------ Information given ------
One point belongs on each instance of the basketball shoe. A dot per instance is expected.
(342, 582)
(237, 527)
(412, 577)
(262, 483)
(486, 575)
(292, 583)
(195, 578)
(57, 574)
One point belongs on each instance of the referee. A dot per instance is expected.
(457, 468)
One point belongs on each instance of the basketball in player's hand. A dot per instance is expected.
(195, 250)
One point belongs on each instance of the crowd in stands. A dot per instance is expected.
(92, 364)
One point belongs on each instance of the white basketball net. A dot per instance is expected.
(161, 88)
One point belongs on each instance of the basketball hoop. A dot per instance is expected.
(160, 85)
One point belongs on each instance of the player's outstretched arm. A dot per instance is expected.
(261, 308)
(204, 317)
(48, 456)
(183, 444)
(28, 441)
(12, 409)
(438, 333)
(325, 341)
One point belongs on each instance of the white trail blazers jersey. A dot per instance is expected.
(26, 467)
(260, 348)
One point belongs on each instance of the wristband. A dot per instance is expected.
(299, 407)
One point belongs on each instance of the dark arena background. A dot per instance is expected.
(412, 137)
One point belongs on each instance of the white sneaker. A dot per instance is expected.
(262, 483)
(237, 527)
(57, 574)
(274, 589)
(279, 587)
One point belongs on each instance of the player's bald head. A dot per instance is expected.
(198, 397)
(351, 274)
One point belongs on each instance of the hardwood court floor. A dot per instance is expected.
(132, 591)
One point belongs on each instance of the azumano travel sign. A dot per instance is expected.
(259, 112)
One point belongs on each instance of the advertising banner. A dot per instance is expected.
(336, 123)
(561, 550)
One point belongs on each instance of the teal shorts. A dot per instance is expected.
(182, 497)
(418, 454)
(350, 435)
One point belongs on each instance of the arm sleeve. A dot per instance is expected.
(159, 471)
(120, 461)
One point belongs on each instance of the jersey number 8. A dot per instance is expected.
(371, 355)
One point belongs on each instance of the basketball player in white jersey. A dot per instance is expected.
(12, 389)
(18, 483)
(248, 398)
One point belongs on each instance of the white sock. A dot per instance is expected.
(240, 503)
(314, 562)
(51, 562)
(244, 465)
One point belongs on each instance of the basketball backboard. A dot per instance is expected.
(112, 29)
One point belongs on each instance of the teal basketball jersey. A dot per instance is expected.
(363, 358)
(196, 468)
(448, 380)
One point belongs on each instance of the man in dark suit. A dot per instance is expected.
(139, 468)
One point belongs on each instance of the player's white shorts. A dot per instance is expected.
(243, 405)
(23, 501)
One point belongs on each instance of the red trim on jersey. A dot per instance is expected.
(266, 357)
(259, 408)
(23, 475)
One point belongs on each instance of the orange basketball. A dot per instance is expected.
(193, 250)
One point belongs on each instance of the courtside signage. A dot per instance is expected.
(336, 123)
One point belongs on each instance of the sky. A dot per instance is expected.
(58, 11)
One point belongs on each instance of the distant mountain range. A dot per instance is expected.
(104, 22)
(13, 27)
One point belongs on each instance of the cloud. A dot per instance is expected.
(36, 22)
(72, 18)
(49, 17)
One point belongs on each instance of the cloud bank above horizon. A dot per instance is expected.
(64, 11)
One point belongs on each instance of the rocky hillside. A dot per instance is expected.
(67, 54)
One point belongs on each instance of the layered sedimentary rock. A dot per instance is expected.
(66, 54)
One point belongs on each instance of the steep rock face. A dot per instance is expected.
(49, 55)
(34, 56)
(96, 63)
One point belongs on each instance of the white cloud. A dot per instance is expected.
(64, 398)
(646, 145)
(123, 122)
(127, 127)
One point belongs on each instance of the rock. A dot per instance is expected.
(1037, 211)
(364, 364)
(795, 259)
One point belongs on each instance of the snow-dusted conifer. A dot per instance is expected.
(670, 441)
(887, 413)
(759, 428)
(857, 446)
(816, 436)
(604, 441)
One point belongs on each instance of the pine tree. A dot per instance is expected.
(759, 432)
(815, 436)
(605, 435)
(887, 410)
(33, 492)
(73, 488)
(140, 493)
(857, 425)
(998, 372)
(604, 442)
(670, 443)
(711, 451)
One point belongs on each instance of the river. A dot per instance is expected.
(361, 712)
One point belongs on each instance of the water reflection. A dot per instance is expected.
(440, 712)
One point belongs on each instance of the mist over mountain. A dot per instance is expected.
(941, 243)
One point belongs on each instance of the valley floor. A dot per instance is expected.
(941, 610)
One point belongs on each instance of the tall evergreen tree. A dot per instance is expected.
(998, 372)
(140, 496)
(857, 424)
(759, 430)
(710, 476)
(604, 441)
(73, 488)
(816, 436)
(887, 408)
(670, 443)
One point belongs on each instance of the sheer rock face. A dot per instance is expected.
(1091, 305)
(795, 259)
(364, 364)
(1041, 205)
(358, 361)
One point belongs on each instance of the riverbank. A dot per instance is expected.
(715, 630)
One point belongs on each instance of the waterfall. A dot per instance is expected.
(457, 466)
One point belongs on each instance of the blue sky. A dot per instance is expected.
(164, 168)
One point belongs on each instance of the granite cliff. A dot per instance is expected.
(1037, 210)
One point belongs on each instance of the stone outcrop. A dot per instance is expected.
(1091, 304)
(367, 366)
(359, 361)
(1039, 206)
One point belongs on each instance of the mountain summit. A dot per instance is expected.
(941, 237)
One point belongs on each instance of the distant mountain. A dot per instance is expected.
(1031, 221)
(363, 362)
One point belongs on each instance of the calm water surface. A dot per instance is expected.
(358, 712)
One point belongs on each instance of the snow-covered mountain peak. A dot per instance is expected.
------
- **Required work**
Each record above should be returned exactly as it appears.

- **Solution to this task**
One point belongs on each instance of the basketball shoe. A dot per instance is expected.
(342, 582)
(237, 527)
(412, 577)
(262, 483)
(486, 575)
(292, 583)
(195, 578)
(57, 574)
One point belongs on each instance of the referee. A dot per instance is expected.
(457, 468)
One point belongs on each instance of the basketball in player's hand. A dot per instance is expected.
(195, 250)
One point belongs on each instance of the crowd in stands. A dot per instance is expected.
(92, 364)
One point belongs on each instance of the white basketball net. A dot per instance is expected.
(161, 88)
One point belongs on each instance of the basketball hoop. A dot per instance is expected.
(160, 85)
One point belongs on each instance of the player's outstretched arm. A dot per instance is expected.
(261, 308)
(204, 317)
(48, 456)
(183, 444)
(28, 441)
(12, 409)
(438, 333)
(325, 341)
One point belongs on each instance of the white trail blazers jersey. A dot per instance is expected.
(26, 467)
(260, 348)
One point belongs on each instance of the wristband. A dot per instance is expected.
(299, 407)
One point belongs on each instance of the dark arena background. A dot per instance is expected.
(412, 137)
One point belongs on each instance of the white sneaker. A dot per instance is expected.
(262, 483)
(237, 527)
(57, 574)
(274, 589)
(279, 587)
One point belongs on each instance of the player's bald head. A dot per instance is expected.
(198, 397)
(351, 274)
One point belongs on each instance of the hardwood court floor. A dot per instance is expected.
(132, 591)
One point belongs on each instance of the azumano travel sign. A dot per instance is expected.
(259, 112)
One point belongs on each instance of the advertising banner. A dot per instance is expected.
(336, 123)
(561, 550)
One point belongs on each instance of the teal shorts. A dot per instance is expected.
(182, 497)
(418, 454)
(350, 435)
One point belongs on each instance of the arm sleeve. A dot per instance is expected.
(159, 471)
(120, 461)
One point belongs on each instance of the jersey number 8. A dot per instance is expected.
(371, 355)
One point belongs on each instance of the basketball player in white jersey. A dot per instance is expected.
(12, 389)
(18, 483)
(248, 398)
One point belongs on each instance of the white sock. A dot per instance is expected.
(240, 503)
(314, 562)
(51, 562)
(244, 465)
One point belongs on each instance of the basketball backboard. A dot per instance is expected.
(112, 29)
One point belongs on each instance of the teal basketball jersey. A dot per instance is expected.
(363, 358)
(196, 468)
(448, 380)
One point belongs on each instance of the man in dark suit. A dot per instance is expected.
(139, 468)
One point belongs on each instance of the player's white shorts. A dot per instance is expected.
(243, 405)
(23, 501)
One point belongs on each instance of the red trim on jersey. A dot per instance is expected.
(266, 357)
(259, 408)
(23, 475)
One point belongs on each instance of the orange basketball. A dot per instance is expected.
(193, 250)
One point belongs on each instance of the courtside signage. A dot per instance is expected.
(336, 123)
One point belongs on each instance of the sky. A dot per instance is expected.
(58, 11)
One point belongs on each instance of the distant mountain range. A dot per instance is expected.
(104, 22)
(13, 27)
One point belongs on each instance of the cloud. A dot per instance is expected.
(36, 22)
(72, 18)
(49, 17)
One point belongs on each instance of the cloud bank above horizon. A dot per instance is expected.
(64, 11)
One point belongs on each instance of the rocky hillside. A dot per instance is expected.
(67, 54)
One point belongs on each instance of the layered sedimentary rock. A dot per instance is expected.
(66, 54)
One point belongs on each instance of the steep rock face. A dot per instance is expected.
(49, 55)
(34, 56)
(96, 63)
One point belongs on each instance of the white cloud. A dot per instance is expected.
(64, 398)
(646, 145)
(123, 122)
(127, 127)
One point belongs on each instance of the rock. A dot per instance is expected.
(1037, 211)
(364, 364)
(795, 259)
One point belongs on each instance of the snow-dusted conifer. A dot per instance is expected.
(670, 441)
(887, 413)
(759, 428)
(857, 446)
(816, 436)
(604, 441)
One point belongs on each instance of the pine tree. A dot per instance is expected.
(759, 432)
(815, 436)
(605, 435)
(887, 410)
(33, 492)
(73, 488)
(140, 493)
(857, 425)
(998, 372)
(604, 442)
(670, 443)
(711, 451)
One point belongs on each instance of the river. A dot per instance is expected.
(361, 712)
One point belongs on each instance of the water reflection. A dot per instance is expected.
(440, 712)
One point belongs on each instance of the mist over mountain. A dot per instance is expected.
(941, 243)
One point belongs on each instance of the valley floor. A dot per instance is expected.
(941, 610)
One point belongs on each instance of the tall evergreen tree. A dot per instance is expected.
(998, 372)
(140, 496)
(857, 424)
(759, 430)
(710, 476)
(604, 441)
(73, 488)
(816, 436)
(887, 408)
(670, 443)
One point belongs on each instance of the sheer rock face. A dot per instance is expected.
(1091, 305)
(795, 259)
(364, 364)
(1041, 205)
(358, 361)
One point belongs on each instance of the riverbank. A dot per instance is expected.
(715, 630)
One point belongs on each instance of the waterfall. A dot per instance is expected.
(457, 466)
One point belongs on each instance of the blue sky. A dot per instance is expected.
(164, 168)
One point belongs on each instance of the granite cliff. A dot per instance is expected.
(1037, 210)
One point belongs on each instance of the stone outcrop. A dot per instance is expected.
(1091, 304)
(367, 366)
(359, 361)
(1039, 206)
One point belongs on each instance of the mountain summit. A dot per instance is expected.
(941, 237)
One point belongs on each instance of the distant mountain. A dot per instance is expected.
(1031, 221)
(363, 362)
One point belongs on each instance of the calm water surface. A dot per instance is expected.
(358, 712)
One point belongs on each instance of the snow-covered mountain peak. A dot per instance is expected.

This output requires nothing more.